[[ INPUT FOR THIS TASK open ]]

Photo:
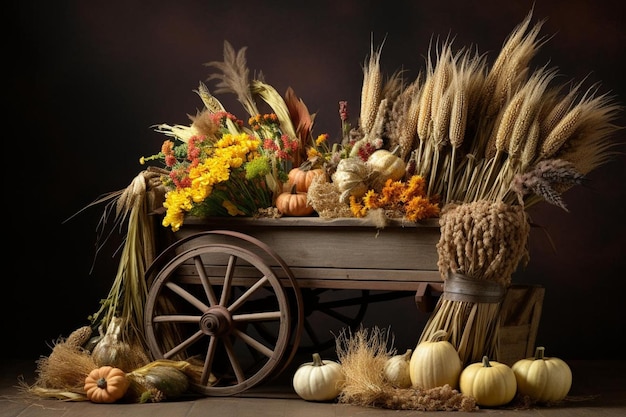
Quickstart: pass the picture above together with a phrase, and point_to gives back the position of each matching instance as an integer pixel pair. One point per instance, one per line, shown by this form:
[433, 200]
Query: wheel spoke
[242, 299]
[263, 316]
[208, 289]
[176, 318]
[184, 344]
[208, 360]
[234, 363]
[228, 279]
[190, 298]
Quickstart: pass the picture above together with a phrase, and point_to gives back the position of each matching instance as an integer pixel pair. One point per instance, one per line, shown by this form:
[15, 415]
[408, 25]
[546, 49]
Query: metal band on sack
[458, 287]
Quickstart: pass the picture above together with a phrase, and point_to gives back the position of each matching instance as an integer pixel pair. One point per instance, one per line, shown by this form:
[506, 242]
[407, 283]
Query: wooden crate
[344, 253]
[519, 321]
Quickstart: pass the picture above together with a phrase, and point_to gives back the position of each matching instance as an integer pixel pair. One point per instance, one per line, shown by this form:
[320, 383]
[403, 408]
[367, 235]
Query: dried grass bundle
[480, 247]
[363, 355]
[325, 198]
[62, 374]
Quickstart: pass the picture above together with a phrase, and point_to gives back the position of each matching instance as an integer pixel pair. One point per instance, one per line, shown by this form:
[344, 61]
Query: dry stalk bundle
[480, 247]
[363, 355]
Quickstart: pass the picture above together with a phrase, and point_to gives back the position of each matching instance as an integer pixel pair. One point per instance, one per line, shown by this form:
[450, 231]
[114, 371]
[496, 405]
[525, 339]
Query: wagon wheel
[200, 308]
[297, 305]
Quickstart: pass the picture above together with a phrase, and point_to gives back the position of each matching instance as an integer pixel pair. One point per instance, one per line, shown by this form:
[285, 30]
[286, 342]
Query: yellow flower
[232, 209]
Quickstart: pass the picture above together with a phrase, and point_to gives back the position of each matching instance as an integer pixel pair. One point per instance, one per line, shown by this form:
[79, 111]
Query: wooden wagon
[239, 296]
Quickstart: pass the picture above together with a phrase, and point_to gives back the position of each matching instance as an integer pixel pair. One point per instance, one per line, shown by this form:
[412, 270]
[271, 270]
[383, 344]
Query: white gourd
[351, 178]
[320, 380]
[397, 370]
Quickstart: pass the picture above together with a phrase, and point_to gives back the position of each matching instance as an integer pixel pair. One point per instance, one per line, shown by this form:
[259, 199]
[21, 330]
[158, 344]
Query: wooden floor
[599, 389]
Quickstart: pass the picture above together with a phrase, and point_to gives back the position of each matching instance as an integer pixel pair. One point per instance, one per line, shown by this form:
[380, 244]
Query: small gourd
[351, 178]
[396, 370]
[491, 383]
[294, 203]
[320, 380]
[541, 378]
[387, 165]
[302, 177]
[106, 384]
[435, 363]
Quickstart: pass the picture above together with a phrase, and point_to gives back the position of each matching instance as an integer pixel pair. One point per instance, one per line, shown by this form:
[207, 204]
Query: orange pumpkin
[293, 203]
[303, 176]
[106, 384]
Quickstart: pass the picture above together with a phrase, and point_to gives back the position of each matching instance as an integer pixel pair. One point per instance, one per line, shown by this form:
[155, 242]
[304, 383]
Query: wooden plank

[[ INPUT FOR THIS TASK closed ]]

● **TASK REQUIREMENTS**: Print the records above word for word, omitting any picture they contain.

● **TASK RESPONSE**:
Photo:
Quickstart: pass the picture above together with a phrase, and point_to gives back the position of each matching instance as an integer pixel pair. One point per instance, one per line, shown by this form:
[433, 200]
Query: wheel spoke
[242, 299]
[263, 316]
[208, 289]
[176, 318]
[184, 344]
[208, 360]
[234, 363]
[228, 279]
[190, 298]
Quickstart: pass the picture above together with a phrase, and point_to gives back the position of each matching instance as an integer pixel pair. One point per instance, one per line, shown by this form:
[15, 415]
[408, 25]
[546, 49]
Query: metal band on sack
[458, 287]
Quickstart: pass the picture above together with a phrase, and point_to gives back the position of each matching instance as an integer pixel pair. One point per instance, one per line, shown by this form:
[506, 242]
[407, 283]
Query: wooden crate
[344, 253]
[519, 321]
Quickstart: pass the picture above together with a phrase, and point_to gives back the position of each matching instance as an integer pixel pair. One point per instance, one per line, shown by this form:
[320, 383]
[403, 408]
[367, 235]
Query: dried grass bundle
[480, 247]
[363, 355]
[325, 198]
[62, 374]
Quickstart: pass the picture above together with a phrase, and point_to gives back the position of each matching instance as an integer pixel pair. One point per instance, one per line, shown by this form:
[344, 61]
Query: dry stalk bundle
[480, 247]
[363, 355]
Quickstart: pass the picture above together with a phrase, and point_to gives back the position of each matching instance as an integer pixel pair. One point per instance, one per line, shown by this form:
[450, 231]
[114, 371]
[496, 405]
[525, 339]
Query: wagon wheel
[200, 308]
[297, 305]
Quickstart: pass the picture above together with a phrase, and point_to gives back the position of each matching instance as an integer pixel pair. One point per instance, one per line, shown by this form:
[285, 30]
[286, 342]
Query: yellow flower
[232, 209]
Quickstart: pass the picture above together with a phrase, and point_to gives back the position of each matching instance as an integer pixel pair. One point per instance, one per line, shown by this form:
[79, 111]
Query: wooden wagon
[239, 296]
Quickstart: pass the picture above together with a phrase, and point_to gives back the position of each matching instance as an integer pixel pair. One point per instance, one per line, shown by this form:
[412, 270]
[271, 270]
[383, 344]
Query: white gourd
[351, 178]
[320, 380]
[397, 370]
Quickstart: pass the picture above together with a phrase, and point_to gives back the position of each matching instance as an integer pixel pair. One point per instance, one per line, shown by this form:
[259, 199]
[21, 330]
[158, 344]
Query: wooden floor
[599, 389]
Quickstart: pass the picture above together with a phrase, and point_to gives back the position of each matching instance as an integer pixel pair. One point per instance, one per line, shown by this form:
[380, 244]
Query: small gourd
[351, 178]
[396, 370]
[491, 383]
[294, 203]
[320, 380]
[541, 378]
[387, 165]
[302, 177]
[106, 384]
[435, 363]
Quickstart: pass the picture above together with a phrase, and point_to gives back the position of each matching instance as an integer pixel pair. One point per instance, one per line, shown by this form:
[207, 204]
Query: orange pumpkin
[293, 203]
[303, 176]
[106, 384]
Quickstart: pass the picture above together with a phrase, and point_to gives back the position of each matching instance as an integer pixel pair. One point per instance, one per line, shown by this form:
[155, 242]
[304, 383]
Query: wooden plank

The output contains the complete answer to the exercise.